[Stored data]
▼▼▼
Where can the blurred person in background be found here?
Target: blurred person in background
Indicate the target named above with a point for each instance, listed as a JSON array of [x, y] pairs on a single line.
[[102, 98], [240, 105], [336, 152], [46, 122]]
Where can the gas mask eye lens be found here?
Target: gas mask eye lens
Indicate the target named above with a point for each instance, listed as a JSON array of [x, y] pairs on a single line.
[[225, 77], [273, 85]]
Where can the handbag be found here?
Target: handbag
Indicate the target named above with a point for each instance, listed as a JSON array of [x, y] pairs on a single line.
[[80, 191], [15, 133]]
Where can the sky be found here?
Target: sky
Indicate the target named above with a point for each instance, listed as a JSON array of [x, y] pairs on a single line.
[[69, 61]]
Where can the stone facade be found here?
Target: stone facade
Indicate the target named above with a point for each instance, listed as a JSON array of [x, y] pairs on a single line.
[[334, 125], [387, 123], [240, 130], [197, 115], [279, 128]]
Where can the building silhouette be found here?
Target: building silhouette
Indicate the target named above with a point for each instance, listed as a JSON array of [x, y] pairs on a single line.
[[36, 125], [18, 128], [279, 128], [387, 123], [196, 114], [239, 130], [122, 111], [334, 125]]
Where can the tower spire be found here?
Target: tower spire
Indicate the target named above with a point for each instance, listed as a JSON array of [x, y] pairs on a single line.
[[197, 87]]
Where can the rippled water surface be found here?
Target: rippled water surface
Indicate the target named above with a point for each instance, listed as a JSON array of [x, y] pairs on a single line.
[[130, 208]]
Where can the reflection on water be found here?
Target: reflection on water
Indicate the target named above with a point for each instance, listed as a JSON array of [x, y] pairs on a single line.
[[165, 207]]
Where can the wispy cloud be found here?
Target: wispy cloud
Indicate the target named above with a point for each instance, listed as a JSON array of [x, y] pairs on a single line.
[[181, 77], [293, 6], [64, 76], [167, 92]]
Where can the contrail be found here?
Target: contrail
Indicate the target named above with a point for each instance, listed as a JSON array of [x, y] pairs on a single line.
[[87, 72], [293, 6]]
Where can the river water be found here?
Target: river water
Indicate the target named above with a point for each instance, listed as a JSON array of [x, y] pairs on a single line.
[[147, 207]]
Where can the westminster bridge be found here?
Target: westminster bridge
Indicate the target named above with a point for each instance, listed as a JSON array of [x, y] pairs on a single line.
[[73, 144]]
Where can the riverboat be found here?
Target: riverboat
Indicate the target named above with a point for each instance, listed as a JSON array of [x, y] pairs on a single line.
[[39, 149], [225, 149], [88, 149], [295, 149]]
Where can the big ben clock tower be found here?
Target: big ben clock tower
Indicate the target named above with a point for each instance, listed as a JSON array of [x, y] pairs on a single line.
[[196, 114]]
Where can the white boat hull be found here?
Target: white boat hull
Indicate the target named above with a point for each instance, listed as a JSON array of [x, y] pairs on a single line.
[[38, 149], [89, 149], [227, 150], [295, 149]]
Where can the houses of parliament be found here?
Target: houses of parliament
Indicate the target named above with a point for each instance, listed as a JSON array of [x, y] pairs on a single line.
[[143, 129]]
▲▲▲
**EXERCISE DIRECTIONS:** Your task is to restate, word for word, the line with "Target: white boat hull" and all lines after it, ending with the last line of the data.

**RESPONSE BELOW:**
Target: white boat hull
Indicate the target named above with a point for each instance, listed as a JSON array of [x, y] pairs on a single line.
[[38, 149], [89, 149], [227, 150], [295, 149]]
Where can the houses of parliament be found here?
Target: houses of parliament
Indicate the target named above with a point for each instance, listed as a JSON array of [x, y] pairs on a single line.
[[143, 129]]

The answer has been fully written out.